• WHAT YOU ARE ASKED TO DO
Return the full passage on insecure attachment styles, word for word.

START EXCERPT

In a recent article, Israeli psychologists Tsachi Ein-Dor and Gilad Hirschberger argue that it’s high time psychologists recognize that adults with anxious or avoidant relationship styles are not broken or in need of fixing. Rather, they play important roles in human society that those with secure attachments cannot fill.

Taking an evolutionary approach, Ein-Dor and Hirschberger build on the arguments of U.C. Davis psychologist Jay Belsky and his colleagues. Belsky has proposed that under certain environmental conditions an insecure attachment style may be more adaptive. When resources are scarce, demanding children may get more than their fair share. And when Mom is overwhelmed, children are better off learning soon how to fend for themselves.

Ein-Dor and Hirschberger argue, however, that it isn’t just in extreme situations that insecure attachment styles are adaptive. Rather, even in ordinary circumstances, all of us benefit from having some anxious and avoidant types in our group. This is especially true when the group as a whole is faced with a threat and needs to decide how to respond.

The researchers set up a mock-dangerous situation to see how adults with different relationship styles respond when they are alone and in groups. As participants sat at a keyboard completing a task, non-toxic smoke started to spew forth from the computer. The researchers were looking to see how long it would take them to recognize the potential danger and to leave the room.

Because adults with secure relationship styles are trusting and self-confident, they are rather slow at responding to the smoke. And especially if others are present, they’re slow at evacuating the room. They seem to put the needs of others before themselves, and they see to it that their colleagues are ready to leave before they do so themselves.

END EXCERPT
START SUPPLIED ENTRIES

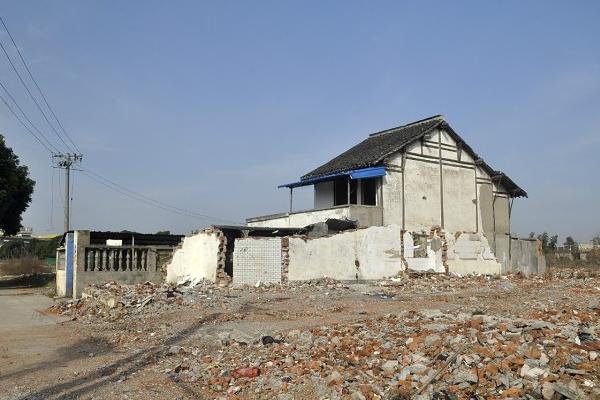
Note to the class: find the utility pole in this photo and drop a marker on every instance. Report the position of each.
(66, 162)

END SUPPLIED ENTRIES
START SUPPLIED ENTRIES

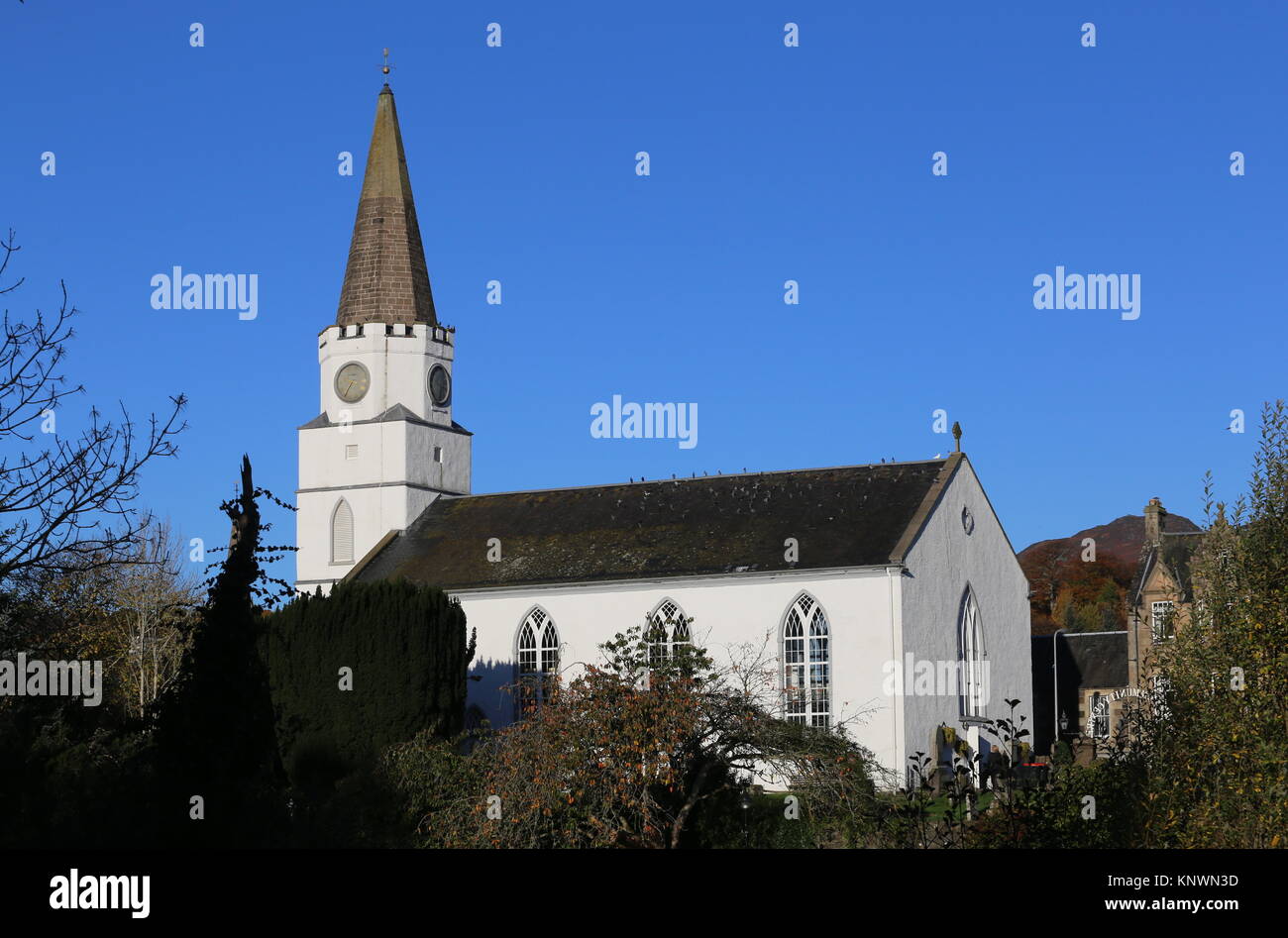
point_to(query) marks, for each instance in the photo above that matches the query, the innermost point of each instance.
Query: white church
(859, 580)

END SUPPLIED ENTRIES

• ANSWER TO THIS TASK
In a recent article, Israeli psychologists Tsachi Ein-Dor and Gilad Hirschberger argue that it’s high time psychologists recognize that adults with anxious or avoidant relationship styles are not broken or in need of fixing. Rather, they play important roles in human society that those with secure attachments cannot fill.

Taking an evolutionary approach, Ein-Dor and Hirschberger build on the arguments of U.C. Davis psychologist Jay Belsky and his colleagues. Belsky has proposed that under certain environmental conditions an insecure attachment style may be more adaptive. When resources are scarce, demanding children may get more than their fair share. And when Mom is overwhelmed, children are better off learning soon how to fend for themselves.

Ein-Dor and Hirschberger argue, however, that it isn’t just in extreme situations that insecure attachment styles are adaptive. Rather, even in ordinary circumstances, all of us benefit from having some anxious and avoidant types in our group. This is especially true when the group as a whole is faced with a threat and needs to decide how to respond.

The researchers set up a mock-dangerous situation to see how adults with different relationship styles respond when they are alone and in groups. As participants sat at a keyboard completing a task, non-toxic smoke started to spew forth from the computer. The researchers were looking to see how long it would take them to recognize the potential danger and to leave the room.

Because adults with secure relationship styles are trusting and self-confident, they are rather slow at responding to the smoke. And especially if others are present, they’re slow at evacuating the room. They seem to put the needs of others before themselves, and they see to it that their colleagues are ready to leave before they do so themselves.